**Required action:** Please return every record exactly as it appears.

[[ Record set open ]]

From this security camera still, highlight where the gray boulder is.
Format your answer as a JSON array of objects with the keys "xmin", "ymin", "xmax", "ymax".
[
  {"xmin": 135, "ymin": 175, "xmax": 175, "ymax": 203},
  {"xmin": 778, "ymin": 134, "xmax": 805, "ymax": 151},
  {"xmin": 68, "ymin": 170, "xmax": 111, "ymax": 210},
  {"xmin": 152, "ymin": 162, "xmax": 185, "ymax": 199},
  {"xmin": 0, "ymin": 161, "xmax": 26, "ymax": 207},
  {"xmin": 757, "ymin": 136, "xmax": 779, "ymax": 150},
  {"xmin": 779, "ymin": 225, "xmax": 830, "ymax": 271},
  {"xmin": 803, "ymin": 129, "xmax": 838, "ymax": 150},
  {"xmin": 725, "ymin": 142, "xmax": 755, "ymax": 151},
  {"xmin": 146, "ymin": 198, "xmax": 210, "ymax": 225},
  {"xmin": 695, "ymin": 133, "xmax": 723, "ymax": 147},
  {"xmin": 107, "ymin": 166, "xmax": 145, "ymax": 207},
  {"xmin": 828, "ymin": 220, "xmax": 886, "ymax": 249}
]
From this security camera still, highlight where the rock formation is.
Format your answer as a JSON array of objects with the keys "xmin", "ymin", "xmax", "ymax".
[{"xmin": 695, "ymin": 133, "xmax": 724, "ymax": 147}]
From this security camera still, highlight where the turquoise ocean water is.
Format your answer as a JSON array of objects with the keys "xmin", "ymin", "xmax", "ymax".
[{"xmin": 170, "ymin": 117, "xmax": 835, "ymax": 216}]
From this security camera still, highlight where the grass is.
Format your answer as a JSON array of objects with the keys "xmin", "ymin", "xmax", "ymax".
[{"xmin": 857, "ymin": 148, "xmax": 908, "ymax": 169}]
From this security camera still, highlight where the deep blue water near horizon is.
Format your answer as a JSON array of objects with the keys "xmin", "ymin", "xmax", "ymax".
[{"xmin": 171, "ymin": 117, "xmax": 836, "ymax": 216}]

[[ Record set closed ]]

**Task solution:**
From this security camera still, highlight where the gray boulder is.
Format your answer as a JSON array of objects with the keys "xmin", "ymin", "xmax", "ymax".
[
  {"xmin": 135, "ymin": 175, "xmax": 175, "ymax": 203},
  {"xmin": 778, "ymin": 134, "xmax": 805, "ymax": 151},
  {"xmin": 68, "ymin": 170, "xmax": 111, "ymax": 210},
  {"xmin": 152, "ymin": 162, "xmax": 185, "ymax": 199},
  {"xmin": 0, "ymin": 161, "xmax": 26, "ymax": 207},
  {"xmin": 757, "ymin": 136, "xmax": 779, "ymax": 150},
  {"xmin": 779, "ymin": 225, "xmax": 830, "ymax": 271},
  {"xmin": 803, "ymin": 129, "xmax": 838, "ymax": 150},
  {"xmin": 725, "ymin": 142, "xmax": 755, "ymax": 151},
  {"xmin": 146, "ymin": 198, "xmax": 210, "ymax": 225},
  {"xmin": 695, "ymin": 133, "xmax": 723, "ymax": 147},
  {"xmin": 107, "ymin": 166, "xmax": 145, "ymax": 207},
  {"xmin": 828, "ymin": 220, "xmax": 886, "ymax": 249}
]
From this security camera still, highlight where the rock formation is.
Format your answer as a JSON array of objects with the keys "xmin", "ymin", "xmax", "ymax".
[{"xmin": 695, "ymin": 133, "xmax": 724, "ymax": 147}]
From this security camera still, highlight where the turquoise ocean water is.
Format your answer as a JSON array of objects with the keys "xmin", "ymin", "xmax", "ymax".
[{"xmin": 170, "ymin": 117, "xmax": 835, "ymax": 216}]
From this security camera still, highlight where the grass is.
Format your answer as a JSON array of objects with the keys "xmin", "ymin", "xmax", "ymax".
[{"xmin": 857, "ymin": 148, "xmax": 908, "ymax": 169}]
From this security camera still, highlight where the deep blue water near horizon is.
Format your answer as a JSON array of objects with the keys "xmin", "ymin", "xmax", "ymax".
[{"xmin": 171, "ymin": 117, "xmax": 836, "ymax": 216}]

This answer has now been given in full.